How Old Is My Most Authentic Self?

A few days ago, I was half-listening to NPR’s Morning Edition as I drove to the train station to go to work… well, actually, I guess I was only one-third listening to it, as I was aware that they were interviewing some author but I couldn’t tell you his name or the title of his book, or really anything at all about the interview itself. Except for one idea that for some reason jumped up and grabbed me by the arm.

This mysterious, anonymous author said something about his belief that everyone has an internal age, a time in their life when they are their “most authentic self.” I remember him saying his own clock was set somewhere between 47 and 53 years old. Now, I don’t know what he was actually getting at because of that “only one-third listening” thing. And it’s kind of a confusing concept anyway. Does he mean that we have an actual chronological age at which our inherent personality traits and maturity levels “catch up” with the calendar and with society’s expectations of how a person that age is supposed to feel and act? Or does he mean we’re mentally stuck at a certain age regardless of our calendar age? Are those definitions really just the same thing and I’m parsing this too much? Probably.

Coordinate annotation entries
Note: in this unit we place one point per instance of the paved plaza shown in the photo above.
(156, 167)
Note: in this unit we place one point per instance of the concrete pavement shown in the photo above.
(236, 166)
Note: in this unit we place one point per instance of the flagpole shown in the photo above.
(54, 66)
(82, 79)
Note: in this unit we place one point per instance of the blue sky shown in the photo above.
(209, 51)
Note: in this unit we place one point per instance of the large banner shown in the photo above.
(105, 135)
==
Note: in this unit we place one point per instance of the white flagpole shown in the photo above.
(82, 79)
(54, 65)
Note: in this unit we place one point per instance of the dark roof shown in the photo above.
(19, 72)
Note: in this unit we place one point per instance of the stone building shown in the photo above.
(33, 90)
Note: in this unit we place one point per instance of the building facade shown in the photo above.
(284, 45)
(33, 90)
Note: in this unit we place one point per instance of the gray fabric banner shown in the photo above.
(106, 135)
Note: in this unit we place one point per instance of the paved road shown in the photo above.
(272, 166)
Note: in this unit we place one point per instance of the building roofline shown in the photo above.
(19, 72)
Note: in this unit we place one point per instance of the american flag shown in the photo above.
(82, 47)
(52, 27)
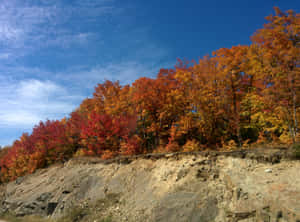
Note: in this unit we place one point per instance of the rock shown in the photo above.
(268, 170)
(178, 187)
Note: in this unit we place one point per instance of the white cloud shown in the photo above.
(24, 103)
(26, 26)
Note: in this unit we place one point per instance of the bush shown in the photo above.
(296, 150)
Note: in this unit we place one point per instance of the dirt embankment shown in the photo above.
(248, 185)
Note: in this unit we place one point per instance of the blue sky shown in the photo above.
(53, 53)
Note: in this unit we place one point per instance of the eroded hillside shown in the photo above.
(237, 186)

- _DIRECTIVES_:
a: Reproduce word for word the stretch of the internal-age passage from "This mysterious, anonymous" through "too much? Probably.".
b: Report every line of the entries that contains the word "white". Match its case exactly.
The passage and the entries have no connection to each other.

- _EXERCISE RESPONSES_:
a:
This mysterious, anonymous author said something about his belief that everyone has an internal age, a time in their life when they are their “most authentic self.” I remember him saying his own clock was set somewhere between 47 and 53 years old. Now, I don’t know what he was actually getting at because of that “only one-third listening” thing. And it’s kind of a confusing concept anyway. Does he mean that we have an actual chronological age at which our inherent personality traits and maturity levels “catch up” with the calendar and with society’s expectations of how a person that age is supposed to feel and act? Or does he mean we’re mentally stuck at a certain age regardless of our calendar age? Are those definitions really just the same thing and I’m parsing this too much? Probably.

b:
Note: in this unit we place one point per instance of the white flagpole shown in the photo above.
Note: in this unit we place one point per instance of the white cloud shown in the photo above.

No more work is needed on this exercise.